# The New Forest - CS/CL/Campsite advice required



## 88870 (May 10, 2005)

Hi all, 

We are finally managing to leave Peterborough in the next 48 hours ... wooo hoooo :lol: .... and will be heading for the New Forest.

Can anyone suggest any decent places to stay - that don't cost 20 quid a night? We would like to keep costs down as We will be on the road for a few months.

Electric isn't essential but the site would need to accept dogs.

After the New Forest we'll be travelling along the south coast to Cornwall/Devon so any recommendations there would be good too please.

Ta


----------



## BERTHA (May 21, 2005)

There are 10 Forestry commission sites in the New Forest, 2 of which also have electric.
These tend to be very nice and peaceful sites

Would suggest you head for Brockenhurst which is cental to the New Forest and get directions from there, not sure what time you are leaving but I shall try and find some directions for you.

There are other sites to those I have listed below its just I KNOW the Forestry commission tend to be cheapish but have good size pitches and well looked after

Aldridge Hill Caravan and Camping Site, Brockenhurst, Hampshire, SO42 7QD 
(Note: this site has no toilet facilities, each unit must have its own chemical toilet facilities) 

Holmsley Caravan & Camping Site, Forest Road, Thorney Hill, Bransgore, Christchurch, Dorset BH23 7EQ 
700 pitches - tents - caravans - motorhomes - premium pitches with hook-ups - hot & cold water - flush toilets -chemical disposal point - showers - baby changing facilities - launderette - shop - take-away - payphone - children's play area - disabled facilities - dogs welcome (3 dogs maximum per pitch), also reserved dog-free area

Setthorns Caravan & Camping Site, Wooton, New Milton, Hampshire BH25 5WA
320 pitches - tents - caravans - motorhomes - drinking water - premium pitches with hook-ups - chemical disposal point - payphone - dogs welcome (3 dogs maximum per pitch) (please note there are only limited pitches for tents) 
(Note: this site has no toilet facilities, each unit must have its own toilet facilities) 


Roundhill Caravan & Camping Site, Beaulieu Road, Brockenhurst, Hampshire, SO42 7QL 
500 pitches - tents - caravans - motorhomes - hot & cold water - flush toilets - chemical disposal point - payphone - disabled facilities - rallies - motorcycle field - dogs welcome (3 dogs maximum per pitch), also reserved dog-free area

Hollands Wood Caravan & Camping Site, Lyndhurst Road, Brockenhurst, Hampshire SO42 7QH 
600 pitches - tents - caravans - motorhomes - hot & cold water - flush toilets - chemical disposal point - showers - baby changing facilities - launderette - payphone - disabled facilities - dogs welcome (3 dogs maximum per pitch), also reserved dog-free area

Denny Wood Caravan & Camping Site, 
Beaulieu Road, Lyndhurst, Hampshire SO43 7FZ 
DOG-FREE SITE
170 pitches - tents - caravans - motorhomes - drinking water - chemical disposal point 
(Note: this site has no toilet facilities, each unit must have its own chemical toilet facilities)

Stored data:
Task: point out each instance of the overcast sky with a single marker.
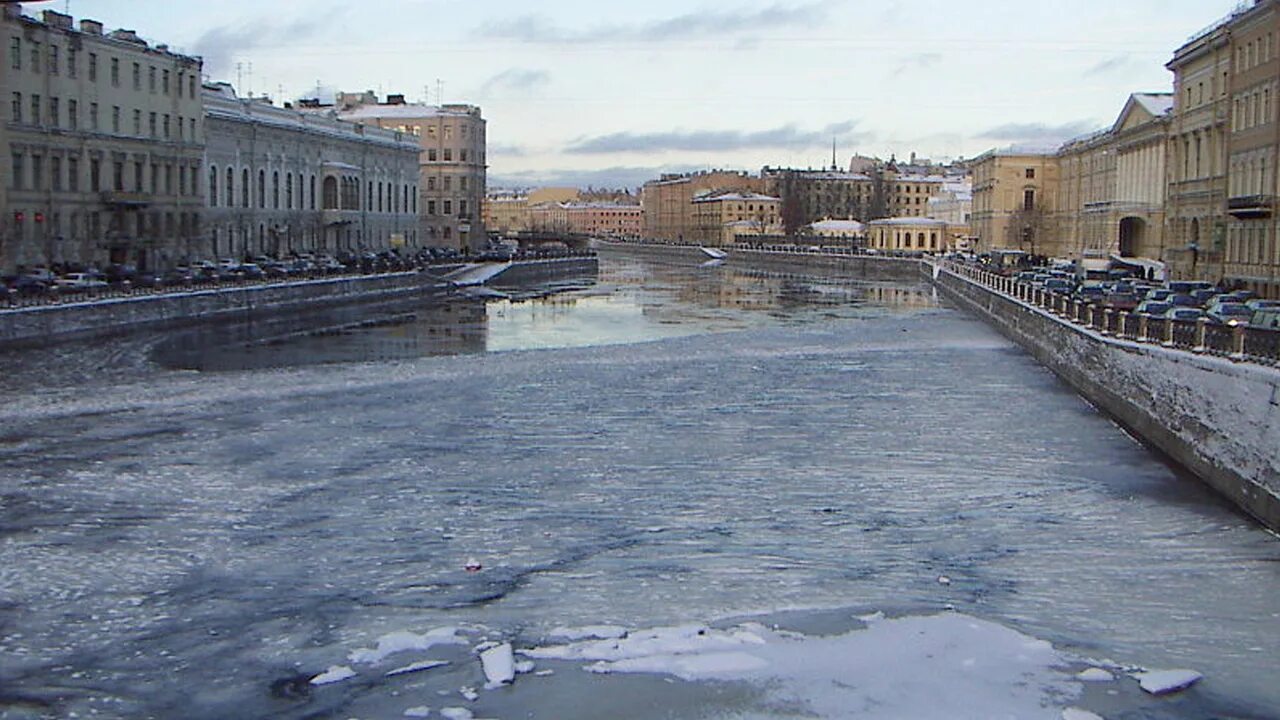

Task: Extend the forum thread about New Forest campsites, starting right after its final line.

Answer:
Ocknell & Longbeech Caravan & Camping Site, Fritham, 
Hampshire SO43 7HH 
480 pitches - tents - caravans - motorhomes - hot & cold water (Ocknell) - flush toilets (Ocknell) - chemical disposal point - payphone - rallies - dogs welcome (3 dogs maximum per pitch) 
(Note: Longbeech has no toilet facilities, each unit must have its own chemical toilet facilities) 

Matley Wood Caravan & Camping Site, Beaulieu Road, Lyndhurst, Hampshire SO43 7FZ 
(Note: this site has no toilet facilities, each unit must have its own chemical toilet facilities) 
70 pitches - tents - caravans - motorhomes - drinking water - chemical disposal point - dogs welcome (3 dogs maximum per pitch)

Matley Wood Caravan & Camping Site, Beaulieu Road, Lyndhurst, Hampshire SO43 7FZ 
(Note: this site has no toilet facilities, each unit must have its own chemical toilet facilities) 
70 pitches - tents - caravans - motorhomes - drinking water - chemical disposal point - dogs welcome (3 dogs maximum per pitch)


29 May - 20 Jul £7.80 £8.50 
21 Jul - 2 Sep £8.20 £8.90 
3 Sep - 24 Sep £6.70 £7.50 
Extra person (5 years+) £0.50 £0.50


----------



## 88870 (May 10, 2005)

Thanks Bertha thats fantastic ... i'm now off to research them further!

Re the directions .. they all have postcodes so we should be ok as we have a TOMTOM that prevents us going around in circles for too long :lol: 

Thanks again.


----------



## danielf (May 11, 2005)

Hi,

Do try Aldridge Hill, its fantastic. I've been going there since I was a child. In fact will be there this weekend if the weather is OK. Have already been down there the last 2 weekends......

Also try Setthorns very good.....

Daniel


----------



## 88870 (May 10, 2005)

Cheers Daniel, personal recommendations always bump campsites up the list for me. We will definitely try to call in at the two you mention


----------



## tramp (May 25, 2005)

*new forest*

hi wurz,
we have stopped at the longbeach/ocknell before great nice and quite except for a few generators, good for the dogs its on the north side of the A31/M27 [quite side of forest].
ref "cl's we have stopped at most the ones to recommend are at bartley and of coarse the one we frequent in around about way at west wellow under mrs loades but keep it quite :wink: hard standings etc for 7.50 just of A36. as we speak we are getting a lot of rain and the forest takes on a boggy appearence after a lot of rain.
any more help give us a "pm"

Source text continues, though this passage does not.